**What you are asked to do:**
Pick out and copy every line of the records that contains the string "child". Upper and lower case must match.

**Extracted records:**
------------------------------------

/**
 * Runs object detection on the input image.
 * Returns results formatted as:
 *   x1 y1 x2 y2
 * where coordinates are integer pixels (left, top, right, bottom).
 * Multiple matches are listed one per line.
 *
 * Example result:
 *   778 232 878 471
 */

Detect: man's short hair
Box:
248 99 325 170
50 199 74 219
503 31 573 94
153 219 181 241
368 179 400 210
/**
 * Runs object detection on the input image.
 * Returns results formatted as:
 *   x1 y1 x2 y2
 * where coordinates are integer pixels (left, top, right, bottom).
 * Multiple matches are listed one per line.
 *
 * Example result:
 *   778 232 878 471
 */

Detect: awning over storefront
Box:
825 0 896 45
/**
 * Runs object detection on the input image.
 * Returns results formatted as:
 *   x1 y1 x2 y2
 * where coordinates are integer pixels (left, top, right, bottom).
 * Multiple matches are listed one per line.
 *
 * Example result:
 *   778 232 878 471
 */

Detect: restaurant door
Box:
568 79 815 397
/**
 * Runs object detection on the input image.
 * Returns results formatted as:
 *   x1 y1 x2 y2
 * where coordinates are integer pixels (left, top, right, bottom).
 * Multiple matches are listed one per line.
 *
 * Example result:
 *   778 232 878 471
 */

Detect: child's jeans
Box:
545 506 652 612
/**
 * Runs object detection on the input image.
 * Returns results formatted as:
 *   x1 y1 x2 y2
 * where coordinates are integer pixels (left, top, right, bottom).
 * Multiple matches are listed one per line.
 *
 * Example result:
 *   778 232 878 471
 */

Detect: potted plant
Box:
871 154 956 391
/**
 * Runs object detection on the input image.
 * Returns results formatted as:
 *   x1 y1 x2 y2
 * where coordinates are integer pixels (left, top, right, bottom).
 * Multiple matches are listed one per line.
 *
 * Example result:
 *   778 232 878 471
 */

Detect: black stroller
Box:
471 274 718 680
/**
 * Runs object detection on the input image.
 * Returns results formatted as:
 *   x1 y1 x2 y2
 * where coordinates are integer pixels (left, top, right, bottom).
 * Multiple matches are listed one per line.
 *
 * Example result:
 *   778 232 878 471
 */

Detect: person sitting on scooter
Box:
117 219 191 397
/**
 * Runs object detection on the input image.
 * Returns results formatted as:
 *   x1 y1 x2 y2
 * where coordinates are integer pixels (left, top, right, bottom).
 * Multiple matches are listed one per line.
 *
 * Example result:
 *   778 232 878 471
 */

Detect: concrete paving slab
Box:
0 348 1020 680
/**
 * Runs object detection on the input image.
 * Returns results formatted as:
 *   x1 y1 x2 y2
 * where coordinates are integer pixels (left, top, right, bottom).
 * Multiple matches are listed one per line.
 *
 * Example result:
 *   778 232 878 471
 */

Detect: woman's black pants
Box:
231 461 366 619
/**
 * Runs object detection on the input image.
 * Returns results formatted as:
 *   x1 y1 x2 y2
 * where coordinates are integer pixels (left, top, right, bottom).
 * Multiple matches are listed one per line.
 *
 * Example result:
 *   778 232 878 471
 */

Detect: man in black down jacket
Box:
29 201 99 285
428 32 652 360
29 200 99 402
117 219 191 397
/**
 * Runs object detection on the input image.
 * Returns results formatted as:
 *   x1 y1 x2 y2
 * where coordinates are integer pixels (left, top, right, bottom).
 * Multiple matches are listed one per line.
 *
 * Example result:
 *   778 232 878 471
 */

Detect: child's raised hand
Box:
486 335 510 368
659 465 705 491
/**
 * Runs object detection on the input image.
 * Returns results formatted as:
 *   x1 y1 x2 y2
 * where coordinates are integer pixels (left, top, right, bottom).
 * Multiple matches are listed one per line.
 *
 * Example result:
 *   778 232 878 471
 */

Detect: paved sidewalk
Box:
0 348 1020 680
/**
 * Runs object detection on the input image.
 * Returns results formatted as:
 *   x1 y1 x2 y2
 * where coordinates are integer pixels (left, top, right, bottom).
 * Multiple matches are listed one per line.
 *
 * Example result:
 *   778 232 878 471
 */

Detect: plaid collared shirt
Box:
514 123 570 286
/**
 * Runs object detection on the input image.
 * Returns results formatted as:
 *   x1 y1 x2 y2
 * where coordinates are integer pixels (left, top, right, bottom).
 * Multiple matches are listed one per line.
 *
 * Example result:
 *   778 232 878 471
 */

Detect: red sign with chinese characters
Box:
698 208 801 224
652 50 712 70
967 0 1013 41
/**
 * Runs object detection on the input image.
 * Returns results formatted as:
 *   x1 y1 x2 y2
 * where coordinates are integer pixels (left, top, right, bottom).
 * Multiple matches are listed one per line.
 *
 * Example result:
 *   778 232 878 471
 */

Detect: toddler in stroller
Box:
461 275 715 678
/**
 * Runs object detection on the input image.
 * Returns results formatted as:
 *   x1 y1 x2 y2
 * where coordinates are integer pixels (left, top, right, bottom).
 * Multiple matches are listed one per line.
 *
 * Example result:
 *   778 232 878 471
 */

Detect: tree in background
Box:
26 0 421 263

------------------------------------

**Correct response:**
Detect: child's jeans
Detect: child's raised hand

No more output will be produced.